From the listing below, pick out every line containing the string "instance", matching case exactly, and reproduce each such line in full.
━━━━━ Supplied records ━━━━━
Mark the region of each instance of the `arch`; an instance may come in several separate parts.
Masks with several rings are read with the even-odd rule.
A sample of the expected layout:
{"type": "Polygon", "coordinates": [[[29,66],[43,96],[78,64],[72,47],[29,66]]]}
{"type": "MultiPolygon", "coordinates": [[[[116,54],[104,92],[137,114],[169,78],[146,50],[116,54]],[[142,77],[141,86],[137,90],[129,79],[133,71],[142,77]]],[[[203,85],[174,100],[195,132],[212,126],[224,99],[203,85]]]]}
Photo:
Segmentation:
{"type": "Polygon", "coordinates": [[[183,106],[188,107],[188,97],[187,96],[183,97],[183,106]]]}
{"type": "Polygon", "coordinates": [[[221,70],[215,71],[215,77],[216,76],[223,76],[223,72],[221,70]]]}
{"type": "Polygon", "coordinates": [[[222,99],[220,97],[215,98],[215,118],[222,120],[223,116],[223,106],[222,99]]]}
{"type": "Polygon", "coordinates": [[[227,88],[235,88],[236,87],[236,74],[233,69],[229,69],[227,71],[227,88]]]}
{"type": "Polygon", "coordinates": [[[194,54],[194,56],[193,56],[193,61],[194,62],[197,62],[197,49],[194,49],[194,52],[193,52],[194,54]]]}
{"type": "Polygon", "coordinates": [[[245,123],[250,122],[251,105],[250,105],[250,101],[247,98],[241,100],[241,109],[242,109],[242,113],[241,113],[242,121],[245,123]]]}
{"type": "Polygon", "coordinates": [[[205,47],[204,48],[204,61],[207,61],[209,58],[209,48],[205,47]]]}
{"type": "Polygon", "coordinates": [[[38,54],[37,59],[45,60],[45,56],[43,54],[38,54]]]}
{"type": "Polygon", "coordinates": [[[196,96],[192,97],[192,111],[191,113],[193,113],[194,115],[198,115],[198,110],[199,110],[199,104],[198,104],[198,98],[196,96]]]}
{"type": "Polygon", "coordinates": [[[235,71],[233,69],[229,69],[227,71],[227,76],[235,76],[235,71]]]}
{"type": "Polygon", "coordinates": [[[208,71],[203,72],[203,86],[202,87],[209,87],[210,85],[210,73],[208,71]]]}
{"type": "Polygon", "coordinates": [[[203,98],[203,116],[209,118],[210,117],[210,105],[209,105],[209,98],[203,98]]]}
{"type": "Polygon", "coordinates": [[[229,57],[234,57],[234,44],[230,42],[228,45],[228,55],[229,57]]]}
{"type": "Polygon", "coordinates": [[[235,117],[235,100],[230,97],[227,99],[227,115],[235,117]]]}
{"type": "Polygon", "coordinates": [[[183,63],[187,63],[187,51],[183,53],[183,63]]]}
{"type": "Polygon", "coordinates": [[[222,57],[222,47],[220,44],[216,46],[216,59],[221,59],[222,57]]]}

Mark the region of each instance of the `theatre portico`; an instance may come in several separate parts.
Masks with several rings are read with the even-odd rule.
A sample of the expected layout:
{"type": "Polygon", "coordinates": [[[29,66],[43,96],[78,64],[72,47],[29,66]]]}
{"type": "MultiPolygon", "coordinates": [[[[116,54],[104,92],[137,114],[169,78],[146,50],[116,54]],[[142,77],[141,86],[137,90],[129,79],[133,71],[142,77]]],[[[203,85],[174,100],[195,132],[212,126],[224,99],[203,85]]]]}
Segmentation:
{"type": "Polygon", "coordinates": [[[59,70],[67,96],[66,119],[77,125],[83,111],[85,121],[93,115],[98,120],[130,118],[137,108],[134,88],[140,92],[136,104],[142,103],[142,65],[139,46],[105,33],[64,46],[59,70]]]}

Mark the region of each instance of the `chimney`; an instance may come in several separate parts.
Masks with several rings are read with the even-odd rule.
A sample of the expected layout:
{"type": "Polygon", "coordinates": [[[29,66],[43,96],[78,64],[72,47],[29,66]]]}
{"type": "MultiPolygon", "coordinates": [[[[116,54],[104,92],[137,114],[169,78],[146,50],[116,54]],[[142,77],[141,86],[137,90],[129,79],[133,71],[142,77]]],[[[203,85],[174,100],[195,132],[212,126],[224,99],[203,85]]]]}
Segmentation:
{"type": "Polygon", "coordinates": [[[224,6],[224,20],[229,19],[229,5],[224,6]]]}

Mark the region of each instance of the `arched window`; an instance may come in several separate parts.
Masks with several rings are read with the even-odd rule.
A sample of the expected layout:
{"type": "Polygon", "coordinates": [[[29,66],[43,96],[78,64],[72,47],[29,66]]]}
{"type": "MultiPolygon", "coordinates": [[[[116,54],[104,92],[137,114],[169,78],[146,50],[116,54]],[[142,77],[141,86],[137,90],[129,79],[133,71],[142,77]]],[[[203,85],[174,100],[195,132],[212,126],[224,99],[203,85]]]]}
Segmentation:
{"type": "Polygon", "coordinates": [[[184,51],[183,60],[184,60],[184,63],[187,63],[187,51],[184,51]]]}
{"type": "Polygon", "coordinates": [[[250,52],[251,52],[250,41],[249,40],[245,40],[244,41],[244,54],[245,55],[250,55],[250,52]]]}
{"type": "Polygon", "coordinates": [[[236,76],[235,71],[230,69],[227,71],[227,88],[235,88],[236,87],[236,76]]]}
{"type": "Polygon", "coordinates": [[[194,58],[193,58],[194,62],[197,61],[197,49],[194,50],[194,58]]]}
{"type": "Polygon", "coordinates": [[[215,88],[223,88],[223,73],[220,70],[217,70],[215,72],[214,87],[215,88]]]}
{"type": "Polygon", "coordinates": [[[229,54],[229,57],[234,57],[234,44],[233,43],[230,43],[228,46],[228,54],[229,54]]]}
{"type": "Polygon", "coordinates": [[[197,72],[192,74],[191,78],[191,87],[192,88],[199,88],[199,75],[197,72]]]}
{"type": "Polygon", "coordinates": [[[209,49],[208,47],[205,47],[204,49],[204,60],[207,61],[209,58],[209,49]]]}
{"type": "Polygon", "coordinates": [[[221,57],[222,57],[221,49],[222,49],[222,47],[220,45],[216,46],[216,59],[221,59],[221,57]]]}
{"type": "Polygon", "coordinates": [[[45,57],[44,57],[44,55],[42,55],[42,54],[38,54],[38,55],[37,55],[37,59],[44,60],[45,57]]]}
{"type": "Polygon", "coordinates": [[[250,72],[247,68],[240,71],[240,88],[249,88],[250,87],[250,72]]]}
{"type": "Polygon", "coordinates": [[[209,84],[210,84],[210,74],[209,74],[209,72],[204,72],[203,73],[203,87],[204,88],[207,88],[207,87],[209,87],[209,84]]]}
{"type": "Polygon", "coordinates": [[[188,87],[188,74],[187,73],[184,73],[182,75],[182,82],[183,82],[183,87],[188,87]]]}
━━━━━
- _Solved exercise_:
Mark the region of each instance of the `arch`; an instance may come in several separate parts.
Mark the region of each instance of the `theatre portico`; an instance may come in several separate parts.
Mark the region of each instance of the `chimney`; an instance may come in several separate parts.
Mark the region of each instance of the `arched window`; an instance may come in several separate parts.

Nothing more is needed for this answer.